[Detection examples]
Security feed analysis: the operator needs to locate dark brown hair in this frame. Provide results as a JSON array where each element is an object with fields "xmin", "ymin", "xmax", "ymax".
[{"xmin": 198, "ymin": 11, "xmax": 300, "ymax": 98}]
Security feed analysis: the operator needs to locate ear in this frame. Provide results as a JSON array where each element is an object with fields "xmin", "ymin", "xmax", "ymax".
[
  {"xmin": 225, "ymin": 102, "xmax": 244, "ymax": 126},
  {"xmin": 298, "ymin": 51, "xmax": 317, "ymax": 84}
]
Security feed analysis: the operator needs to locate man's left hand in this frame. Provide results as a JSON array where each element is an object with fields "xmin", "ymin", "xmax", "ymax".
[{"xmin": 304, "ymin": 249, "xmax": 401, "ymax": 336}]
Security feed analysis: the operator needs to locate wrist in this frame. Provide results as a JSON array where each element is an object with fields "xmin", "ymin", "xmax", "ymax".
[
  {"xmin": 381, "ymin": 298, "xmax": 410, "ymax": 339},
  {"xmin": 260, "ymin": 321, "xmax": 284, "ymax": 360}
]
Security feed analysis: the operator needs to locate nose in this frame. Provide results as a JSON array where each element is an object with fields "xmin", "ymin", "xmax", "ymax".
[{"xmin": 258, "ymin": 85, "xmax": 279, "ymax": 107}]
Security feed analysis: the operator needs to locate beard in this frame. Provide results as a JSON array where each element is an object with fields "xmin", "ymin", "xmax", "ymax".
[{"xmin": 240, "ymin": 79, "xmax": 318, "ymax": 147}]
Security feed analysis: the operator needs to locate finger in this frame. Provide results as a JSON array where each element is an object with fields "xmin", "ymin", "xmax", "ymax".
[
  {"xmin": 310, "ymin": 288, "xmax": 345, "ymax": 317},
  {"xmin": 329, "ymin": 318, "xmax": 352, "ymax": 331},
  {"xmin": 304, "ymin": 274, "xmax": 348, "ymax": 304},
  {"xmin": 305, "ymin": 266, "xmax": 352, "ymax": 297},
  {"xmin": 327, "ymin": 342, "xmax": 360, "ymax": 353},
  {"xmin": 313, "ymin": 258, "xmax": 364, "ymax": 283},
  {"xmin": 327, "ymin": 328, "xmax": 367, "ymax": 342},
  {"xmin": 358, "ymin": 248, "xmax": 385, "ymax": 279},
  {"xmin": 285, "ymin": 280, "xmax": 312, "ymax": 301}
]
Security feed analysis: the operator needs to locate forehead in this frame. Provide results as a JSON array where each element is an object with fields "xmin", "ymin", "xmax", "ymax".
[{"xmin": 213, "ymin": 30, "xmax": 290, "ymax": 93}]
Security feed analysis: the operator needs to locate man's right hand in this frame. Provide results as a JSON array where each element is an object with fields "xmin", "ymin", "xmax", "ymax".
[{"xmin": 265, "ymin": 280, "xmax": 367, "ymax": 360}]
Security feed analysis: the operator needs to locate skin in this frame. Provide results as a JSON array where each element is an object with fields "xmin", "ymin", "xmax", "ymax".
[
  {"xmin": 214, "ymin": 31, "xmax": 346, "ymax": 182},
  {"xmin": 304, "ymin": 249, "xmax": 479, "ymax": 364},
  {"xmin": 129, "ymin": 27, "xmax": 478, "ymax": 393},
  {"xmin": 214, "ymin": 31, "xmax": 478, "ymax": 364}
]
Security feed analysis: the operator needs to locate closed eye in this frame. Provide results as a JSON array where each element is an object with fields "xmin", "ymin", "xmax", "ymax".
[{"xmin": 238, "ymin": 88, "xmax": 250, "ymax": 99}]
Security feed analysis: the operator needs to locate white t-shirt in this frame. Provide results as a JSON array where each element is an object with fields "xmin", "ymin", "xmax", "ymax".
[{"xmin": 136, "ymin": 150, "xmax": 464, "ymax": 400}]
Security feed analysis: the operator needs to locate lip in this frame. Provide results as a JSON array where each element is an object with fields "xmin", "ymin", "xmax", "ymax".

Your goal — Rewrite the data above, replacing every occurrence of "operator" with "analyst" and leaving everything else unchanged.

Full response —
Security feed analysis: the analyst needs to locate dark brown hair in this frame. Provide results as a JSON array where each element is an object with fields "xmin", "ymin", "xmax", "ymax".
[{"xmin": 198, "ymin": 11, "xmax": 300, "ymax": 98}]
Security feed analysis: the analyst needs to locate ear in this frame. Provide results as a JSON array where each element is an object with fields "xmin", "ymin", "xmax", "ymax".
[
  {"xmin": 225, "ymin": 102, "xmax": 244, "ymax": 126},
  {"xmin": 298, "ymin": 51, "xmax": 317, "ymax": 84}
]
Security feed analysis: the analyst needs to locate man's left hand in this frame. Provide results as a JSON array where each element is an object with fields "xmin", "ymin", "xmax", "ymax".
[{"xmin": 304, "ymin": 249, "xmax": 401, "ymax": 336}]
Security feed analysis: the analyst needs to locate wrist in this frame. Provide results as a JSON array where each element is an object with fields "xmin", "ymin", "xmax", "ymax".
[
  {"xmin": 381, "ymin": 298, "xmax": 410, "ymax": 339},
  {"xmin": 260, "ymin": 321, "xmax": 284, "ymax": 360}
]
Security feed analysis: the analyst needs to locate nose in this frame. Provide results as a JSON array where each element is an object with fields "xmin", "ymin", "xmax", "ymax".
[{"xmin": 258, "ymin": 85, "xmax": 279, "ymax": 107}]
Security feed analysis: the analyst needs to locate beard in this frame. Provide results as a JSON array where each element is an object with fields "xmin", "ymin", "xmax", "ymax".
[{"xmin": 240, "ymin": 79, "xmax": 318, "ymax": 147}]
Security feed analysis: the analyst needs to locate finger in this frame. Provide results as a JSON array where each element is an object with fields "xmin", "ymin", "xmax", "ymax".
[
  {"xmin": 310, "ymin": 288, "xmax": 345, "ymax": 317},
  {"xmin": 329, "ymin": 318, "xmax": 352, "ymax": 331},
  {"xmin": 304, "ymin": 274, "xmax": 348, "ymax": 304},
  {"xmin": 305, "ymin": 266, "xmax": 352, "ymax": 297},
  {"xmin": 327, "ymin": 342, "xmax": 360, "ymax": 353},
  {"xmin": 313, "ymin": 258, "xmax": 364, "ymax": 283},
  {"xmin": 327, "ymin": 328, "xmax": 367, "ymax": 342},
  {"xmin": 358, "ymin": 248, "xmax": 385, "ymax": 279},
  {"xmin": 285, "ymin": 280, "xmax": 312, "ymax": 301}
]
Security feed analysis: the analyst needs to locate forehead in this frame. Provide results as a JSON array where each element is an object with fields "xmin", "ymin", "xmax", "ymax".
[{"xmin": 213, "ymin": 30, "xmax": 290, "ymax": 93}]
Security feed analysis: the analyst needs to locate man's right hand in this frame. Provide results as a JSON array where each element is an object with fields "xmin", "ymin", "xmax", "ymax".
[{"xmin": 265, "ymin": 280, "xmax": 367, "ymax": 360}]
Security feed analysis: the analyst needs to locate skin in this frame. Provide results as a JSON array where each element is an object with fields "xmin", "ymin", "xmax", "ymax".
[
  {"xmin": 214, "ymin": 31, "xmax": 346, "ymax": 182},
  {"xmin": 304, "ymin": 249, "xmax": 479, "ymax": 364},
  {"xmin": 129, "ymin": 27, "xmax": 478, "ymax": 393},
  {"xmin": 214, "ymin": 31, "xmax": 478, "ymax": 364}
]
Security feed analysis: the analyst needs to locate closed eye in this frame. Provide results as a JSON array where each element is an object with fields "xmin", "ymin", "xmax", "ymax".
[{"xmin": 238, "ymin": 88, "xmax": 250, "ymax": 99}]
Security feed analysis: the analyst needs to locate white t-shirt in this frame. Provide results as a JSON array where each element is an object with fields "xmin", "ymin", "xmax", "ymax".
[{"xmin": 136, "ymin": 150, "xmax": 464, "ymax": 400}]
Security feed analysis: the analyst needs to locate lip in this frame. Provide results as a JSON array where each element is an object with fields "xmin", "ymin", "xmax", "ymax".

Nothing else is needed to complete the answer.